[Set exercise]: Swap "separate parts" for "disjoint pieces" throughout the entries below, changing nothing else, and reproduce them without the pictures.
**** Records for this exercise
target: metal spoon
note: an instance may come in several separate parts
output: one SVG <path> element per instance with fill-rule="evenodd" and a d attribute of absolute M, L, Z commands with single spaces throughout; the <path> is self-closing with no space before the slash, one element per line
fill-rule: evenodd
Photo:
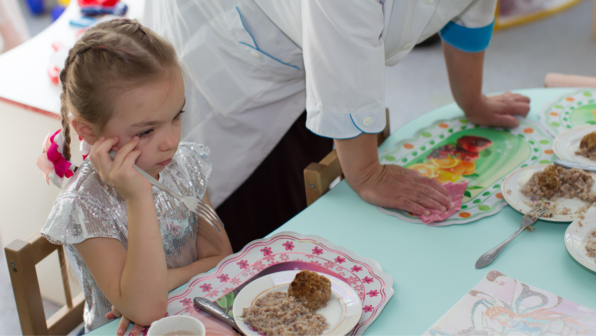
<path fill-rule="evenodd" d="M 536 217 L 532 217 L 527 216 L 527 214 L 526 214 L 526 216 L 524 216 L 523 218 L 522 219 L 522 225 L 520 225 L 520 228 L 517 229 L 517 231 L 514 232 L 513 234 L 511 235 L 511 237 L 508 238 L 505 240 L 505 241 L 498 245 L 496 247 L 485 253 L 480 258 L 478 258 L 478 260 L 476 261 L 476 269 L 482 268 L 492 263 L 492 261 L 495 260 L 495 258 L 499 255 L 499 253 L 501 253 L 501 251 L 505 248 L 505 247 L 511 242 L 512 240 L 513 240 L 513 238 L 517 237 L 517 235 L 520 234 L 520 232 L 523 231 L 524 229 L 533 224 L 534 222 L 538 219 L 538 218 L 540 218 L 540 217 L 542 216 L 544 213 L 547 212 L 547 210 L 548 209 L 543 209 L 540 210 L 540 212 L 536 212 L 538 214 Z M 532 211 L 533 210 L 530 210 L 528 213 L 532 212 Z"/>
<path fill-rule="evenodd" d="M 219 307 L 204 297 L 195 297 L 193 301 L 194 302 L 195 305 L 200 308 L 201 310 L 224 321 L 229 324 L 232 328 L 240 331 L 240 329 L 238 328 L 236 322 L 234 321 L 234 318 L 222 312 Z"/>

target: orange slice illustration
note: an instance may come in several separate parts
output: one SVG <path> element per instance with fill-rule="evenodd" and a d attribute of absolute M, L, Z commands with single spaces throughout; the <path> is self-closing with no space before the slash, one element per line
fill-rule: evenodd
<path fill-rule="evenodd" d="M 417 163 L 416 164 L 412 164 L 408 167 L 409 169 L 416 170 L 418 173 L 420 173 L 420 175 L 425 176 L 427 178 L 432 178 L 434 176 L 434 169 L 432 166 L 430 164 L 424 164 L 424 163 Z"/>
<path fill-rule="evenodd" d="M 465 169 L 461 173 L 462 175 L 471 175 L 476 171 L 476 164 L 473 162 L 467 161 L 460 161 L 459 164 L 461 164 Z"/>
<path fill-rule="evenodd" d="M 457 166 L 458 160 L 448 157 L 445 158 L 432 158 L 430 160 L 433 164 L 439 168 L 453 168 Z"/>
<path fill-rule="evenodd" d="M 437 169 L 436 176 L 434 178 L 437 182 L 442 183 L 449 181 L 455 182 L 461 176 L 454 174 L 446 169 Z"/>

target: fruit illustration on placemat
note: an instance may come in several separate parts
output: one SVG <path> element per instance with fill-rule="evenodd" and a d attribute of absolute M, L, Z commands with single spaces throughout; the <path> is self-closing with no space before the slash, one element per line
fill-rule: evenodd
<path fill-rule="evenodd" d="M 491 145 L 492 141 L 486 138 L 465 135 L 458 138 L 455 144 L 434 148 L 423 163 L 413 164 L 408 168 L 439 183 L 455 182 L 462 176 L 476 172 L 474 161 L 480 157 L 480 152 Z"/>

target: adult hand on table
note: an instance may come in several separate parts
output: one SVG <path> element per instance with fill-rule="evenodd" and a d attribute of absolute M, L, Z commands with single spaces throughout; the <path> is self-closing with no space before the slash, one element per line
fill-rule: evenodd
<path fill-rule="evenodd" d="M 482 95 L 465 110 L 466 116 L 474 124 L 508 127 L 520 124 L 516 115 L 525 117 L 529 111 L 530 98 L 511 92 L 489 97 Z"/>
<path fill-rule="evenodd" d="M 116 335 L 118 335 L 118 336 L 122 336 L 124 335 L 124 333 L 126 332 L 126 329 L 128 329 L 128 326 L 130 325 L 132 321 L 123 316 L 122 314 L 120 314 L 120 312 L 119 312 L 115 307 L 112 306 L 112 311 L 110 312 L 107 314 L 105 314 L 105 318 L 108 320 L 113 320 L 114 319 L 117 319 L 118 318 L 122 318 L 120 319 L 120 322 L 118 323 L 118 328 L 116 329 Z M 141 333 L 141 331 L 142 330 L 143 326 L 144 326 L 142 325 L 135 323 L 135 326 L 132 328 L 132 330 L 131 331 L 131 334 L 136 336 Z"/>
<path fill-rule="evenodd" d="M 379 164 L 376 134 L 336 139 L 335 144 L 346 179 L 367 202 L 426 216 L 429 209 L 445 211 L 455 206 L 449 192 L 433 179 L 399 166 Z"/>
<path fill-rule="evenodd" d="M 466 52 L 443 42 L 443 54 L 453 98 L 470 122 L 483 126 L 511 127 L 520 123 L 516 115 L 527 114 L 528 97 L 511 92 L 489 97 L 482 94 L 484 51 Z"/>

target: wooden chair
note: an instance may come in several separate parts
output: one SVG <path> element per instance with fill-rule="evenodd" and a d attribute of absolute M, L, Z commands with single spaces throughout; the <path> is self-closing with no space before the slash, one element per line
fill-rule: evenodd
<path fill-rule="evenodd" d="M 66 305 L 47 320 L 35 265 L 54 250 L 61 269 Z M 23 335 L 66 335 L 83 322 L 85 296 L 70 293 L 64 247 L 54 245 L 38 231 L 26 241 L 16 239 L 4 248 Z"/>
<path fill-rule="evenodd" d="M 544 77 L 545 88 L 596 88 L 596 77 L 549 73 Z"/>
<path fill-rule="evenodd" d="M 389 136 L 389 110 L 385 109 L 387 122 L 383 132 L 377 134 L 377 145 Z M 313 162 L 304 169 L 304 185 L 306 189 L 306 206 L 310 206 L 329 191 L 329 185 L 336 179 L 343 179 L 337 152 L 331 151 L 318 163 Z"/>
********
[Problem solution]:
target: metal spoon
note: an instance may come in several disjoint pieces
output: one SVG <path> element per instance with fill-rule="evenodd" and a d attribute of absolute M, L, Z commands with single spaces throughout; the <path> is self-closing with no space before the slash, one element per line
fill-rule: evenodd
Photo:
<path fill-rule="evenodd" d="M 536 217 L 532 217 L 527 216 L 527 214 L 526 214 L 526 216 L 524 216 L 523 218 L 522 219 L 522 225 L 520 225 L 520 228 L 517 229 L 517 231 L 514 232 L 513 234 L 511 235 L 511 237 L 508 238 L 505 240 L 505 241 L 498 245 L 496 247 L 485 253 L 480 258 L 478 258 L 478 260 L 476 261 L 476 269 L 482 268 L 492 263 L 492 261 L 495 260 L 495 258 L 499 255 L 499 253 L 501 253 L 501 251 L 505 248 L 505 247 L 511 242 L 512 240 L 513 240 L 513 238 L 517 237 L 517 235 L 520 234 L 520 232 L 523 231 L 524 229 L 533 224 L 534 222 L 538 219 L 538 218 L 540 218 L 540 217 L 542 216 L 544 213 L 547 212 L 547 210 L 548 209 L 543 209 L 540 210 L 540 212 L 536 212 L 538 214 Z M 532 211 L 533 210 L 530 210 L 528 213 L 532 212 Z"/>
<path fill-rule="evenodd" d="M 219 307 L 204 297 L 195 297 L 193 301 L 194 302 L 195 305 L 200 308 L 201 310 L 224 321 L 229 324 L 232 328 L 240 331 L 240 329 L 238 328 L 236 322 L 234 321 L 234 318 L 222 312 Z"/>

target: orange slice illustration
note: an instance may come in several disjoint pieces
output: one SVG <path> element per instance with fill-rule="evenodd" and a d attribute of absolute M, L, Z commands with single spaces throughout; the <path> is self-closing with no space before the slash, one element per line
fill-rule: evenodd
<path fill-rule="evenodd" d="M 417 163 L 416 164 L 412 164 L 408 167 L 409 169 L 416 170 L 418 173 L 420 173 L 420 175 L 425 176 L 427 178 L 432 178 L 434 176 L 434 169 L 432 166 L 430 164 L 424 164 L 424 163 Z"/>
<path fill-rule="evenodd" d="M 465 169 L 461 173 L 462 175 L 471 175 L 476 171 L 476 164 L 473 162 L 467 161 L 460 161 L 459 164 L 461 164 Z"/>
<path fill-rule="evenodd" d="M 457 166 L 458 160 L 448 157 L 445 158 L 432 158 L 430 160 L 433 164 L 439 168 L 453 168 Z"/>
<path fill-rule="evenodd" d="M 437 169 L 436 176 L 434 178 L 437 182 L 442 183 L 449 181 L 455 182 L 461 176 L 454 174 L 446 169 Z"/>

target: fruit illustration on placemat
note: an instance may come in several disjoint pieces
output: one SVG <path> element per instance with fill-rule="evenodd" and a d attribute of absolute M, L, Z commands with single spaces throughout; the <path> is self-closing with no space before the slash, one element per line
fill-rule: evenodd
<path fill-rule="evenodd" d="M 491 145 L 492 141 L 486 138 L 465 135 L 458 138 L 455 144 L 434 148 L 423 163 L 413 164 L 408 168 L 439 183 L 455 182 L 462 176 L 476 172 L 474 161 L 480 157 L 480 152 Z"/>

target: adult hand on table
note: an instance may come in several disjoint pieces
output: one SVG <path> element per instance with fill-rule="evenodd" and a d attribute of absolute M, L, Z commands with single spaces throughout; the <path> is self-closing with no space before the slash, one element per line
fill-rule: evenodd
<path fill-rule="evenodd" d="M 482 95 L 465 110 L 466 116 L 474 124 L 508 127 L 520 124 L 516 115 L 525 117 L 529 111 L 530 98 L 511 92 L 489 97 Z"/>
<path fill-rule="evenodd" d="M 116 335 L 118 335 L 118 336 L 122 336 L 124 335 L 124 333 L 126 332 L 126 329 L 128 329 L 128 326 L 130 325 L 132 321 L 123 316 L 122 314 L 120 314 L 120 312 L 119 312 L 115 307 L 112 306 L 112 311 L 110 312 L 107 314 L 105 314 L 105 318 L 108 320 L 113 320 L 114 319 L 117 319 L 118 318 L 122 318 L 120 319 L 120 322 L 118 323 L 118 328 L 116 329 Z M 141 333 L 141 331 L 142 330 L 143 326 L 144 326 L 142 325 L 135 323 L 135 326 L 132 328 L 132 330 L 131 331 L 131 334 L 136 336 Z"/>
<path fill-rule="evenodd" d="M 379 164 L 376 134 L 336 139 L 335 144 L 346 179 L 367 202 L 426 216 L 429 209 L 445 211 L 455 206 L 449 192 L 433 179 L 399 166 Z"/>
<path fill-rule="evenodd" d="M 466 52 L 443 42 L 443 54 L 453 98 L 470 122 L 483 126 L 511 127 L 520 123 L 516 115 L 527 114 L 528 97 L 511 92 L 489 97 L 482 94 L 484 51 Z"/>

target: wooden chair
note: an instance may come in several disjoint pieces
output: one SVG <path> element per instance with fill-rule="evenodd" and a d attribute of absolute M, L, Z commands with single spaces throughout; the <path> is self-closing with no space before the slash, one element per line
fill-rule: evenodd
<path fill-rule="evenodd" d="M 66 305 L 47 320 L 35 265 L 54 250 L 61 269 Z M 23 335 L 66 335 L 83 322 L 85 296 L 70 293 L 64 247 L 54 245 L 38 231 L 26 241 L 16 239 L 4 248 Z"/>
<path fill-rule="evenodd" d="M 544 77 L 545 88 L 596 88 L 596 77 L 549 73 Z"/>
<path fill-rule="evenodd" d="M 389 136 L 389 110 L 385 109 L 387 122 L 383 132 L 377 134 L 377 145 Z M 313 162 L 304 169 L 304 185 L 306 189 L 306 206 L 310 206 L 329 191 L 329 185 L 336 179 L 343 179 L 337 152 L 331 151 L 318 163 Z"/>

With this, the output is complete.